Render the records from the line holding "gravel ground shown here." through the line holding "xmin=218 ymin=168 xmax=245 ymax=203", both included, as a numbered list with blank lines omitted.

Supplied records:
——

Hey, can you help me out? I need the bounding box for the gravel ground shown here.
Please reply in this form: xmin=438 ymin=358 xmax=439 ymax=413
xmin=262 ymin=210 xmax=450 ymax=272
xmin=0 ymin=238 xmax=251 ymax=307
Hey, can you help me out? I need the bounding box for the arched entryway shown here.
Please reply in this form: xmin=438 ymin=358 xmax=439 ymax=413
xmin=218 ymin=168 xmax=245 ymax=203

——

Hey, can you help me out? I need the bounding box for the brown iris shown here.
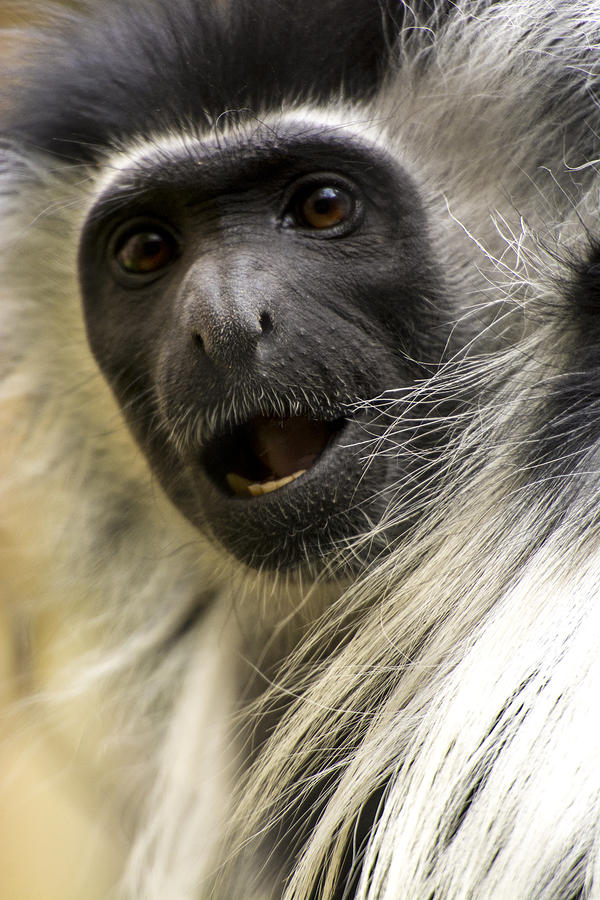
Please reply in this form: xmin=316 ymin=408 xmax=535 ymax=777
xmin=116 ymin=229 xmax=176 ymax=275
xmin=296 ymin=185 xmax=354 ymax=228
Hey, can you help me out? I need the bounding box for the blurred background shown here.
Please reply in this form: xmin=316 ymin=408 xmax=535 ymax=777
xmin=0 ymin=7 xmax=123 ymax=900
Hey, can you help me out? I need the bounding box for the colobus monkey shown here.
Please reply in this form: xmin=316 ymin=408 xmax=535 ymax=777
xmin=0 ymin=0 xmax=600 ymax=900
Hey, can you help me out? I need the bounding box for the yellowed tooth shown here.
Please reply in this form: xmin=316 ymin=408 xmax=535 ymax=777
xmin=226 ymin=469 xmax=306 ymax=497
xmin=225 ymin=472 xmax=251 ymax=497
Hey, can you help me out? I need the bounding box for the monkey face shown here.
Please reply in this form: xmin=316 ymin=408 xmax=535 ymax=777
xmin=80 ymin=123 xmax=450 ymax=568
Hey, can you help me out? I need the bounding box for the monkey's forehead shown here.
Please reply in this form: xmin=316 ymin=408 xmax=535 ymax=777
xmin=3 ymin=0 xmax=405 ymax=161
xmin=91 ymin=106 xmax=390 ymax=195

——

The answer:
1. Hey, can you help me out? I need the bounding box for the gravel ground shown here.
2. Please reply in this form: xmin=438 ymin=358 xmax=439 ymax=413
3. xmin=262 ymin=210 xmax=450 ymax=272
4. xmin=0 ymin=238 xmax=251 ymax=307
5. Hey, can you help me out? I need the bounding box for the arched entryway shown here.
6. Please reply in this form: xmin=438 ymin=358 xmax=439 ymax=413
7. xmin=218 ymin=168 xmax=245 ymax=203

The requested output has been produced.